- PAGE:
Le rhum
agricole et moi ça n'a pas toujours été une histoire d'amour.
Avant de
vous parler de cette tardive idylle, un rapide rappel sur ce qu'est le rhum
agricole, par opposition au rhum traditionnel (je ne vais pas énumérer toutes les
sous catégories).
Commençons
par dire que l'un comme l'autre sont fait uniquement à base de canne à sucre
(si on met des côtés de potentiels ajouts, par exemple de caramel, pour
influencer la couleur), mais il y a une différence de taille.
On a d'un
côté le rhum traditionnel (souvent également appelé industriel - pour moi ces
deux mots sonnent contradictoires d'ailleurs, mais bon), c'est le rhum qui est
fait à base de mélasse, sous-produit de la production de sucre. Vous récoltez
votre canne, vous faites votre sucre et il vous reste un truc : la mélasse ;
c'est ce produit qui va être distillé et donner votre rhum traditionnel.
Historiquement la distillerie était souvent rattachée à une sucrerie mais bien
souvent, la sucrerie attenante ne suffisait plus à fournir la distillerie qui
devait alors acheter des mélasses à d'autres sucreries (voire à d’autres pays).
Certaines distilleries ne sont d'ailleurs absolument pas rattachées à une usine
sucrière et doivent donc importer l'intégralité de leur matière première.
La canne à
sucre produit donc deux sources de revenus : le sucre et le rhum.
De l'autre côté, nous avons le rhum agricole. Ce
dernier est directement fait à partir du jus de la canne à sucre, le vesou (hop
nouveau mot pour briller en société ;)). Ici la canne est donc cultivée avec
pour unique usage la fabrication de rhum. Rien d'étonnant donc à ce que le goût
soit différent, et pas qu'un peu ! Cette catégorie est très peu représentée
dans le monde : Martinique, Guadeloupe, Île de la Réunion, Île Maurice, Guyane
Française, Haïti, Brésil ; je ne crois pas en avoir oublié. J’ajouterais, même
si c'est un peu simplifié, que le Brésil est surtout connu pour la Cachaça et
Haïti pour ses clairins (et Barbancourt), qui a dit Velier ?

- EXERCICES À RÉALISER:
1. Énumérez tous les territoires et pays que le texte sur le rhum agricole cite comme produisant ce rhum.
2. D'après le texte sur le rhum agricole, comment nomme-t-on le jus de la canne à sucre à partir duquel ce rhum est fabriqué ?
Les lignes présentées ensuite proviennent d'une source distincte.

Extraits de données de pointage
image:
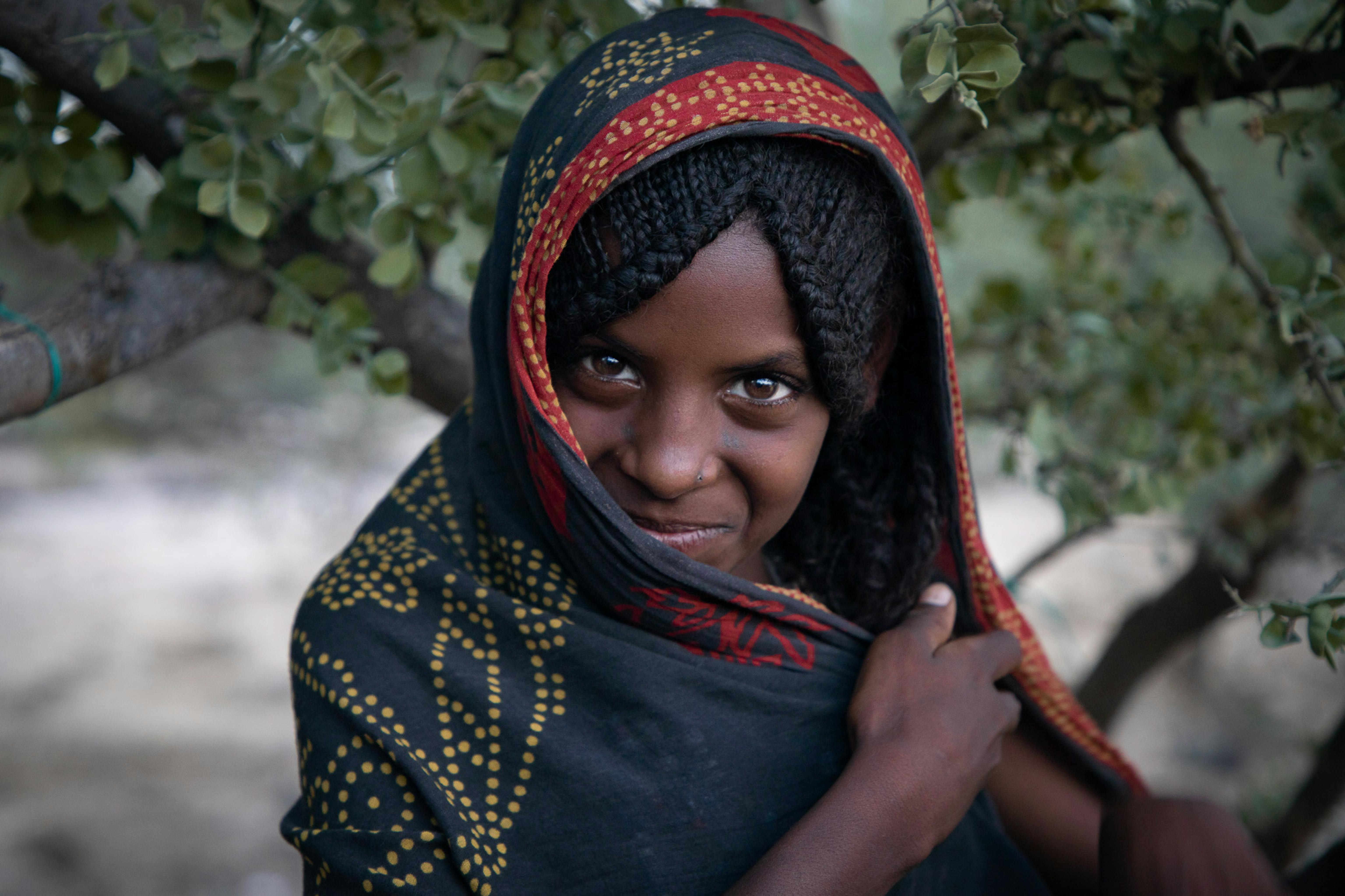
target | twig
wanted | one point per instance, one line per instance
(1303, 47)
(1242, 253)
(1052, 550)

- RÉPONSES DÉTAILLÉES:
1. Martinique, Guadeloupe, Île de la Réunion, Île Maurice, Guyane Française, Haïti, Brésil.

2. Le vesou.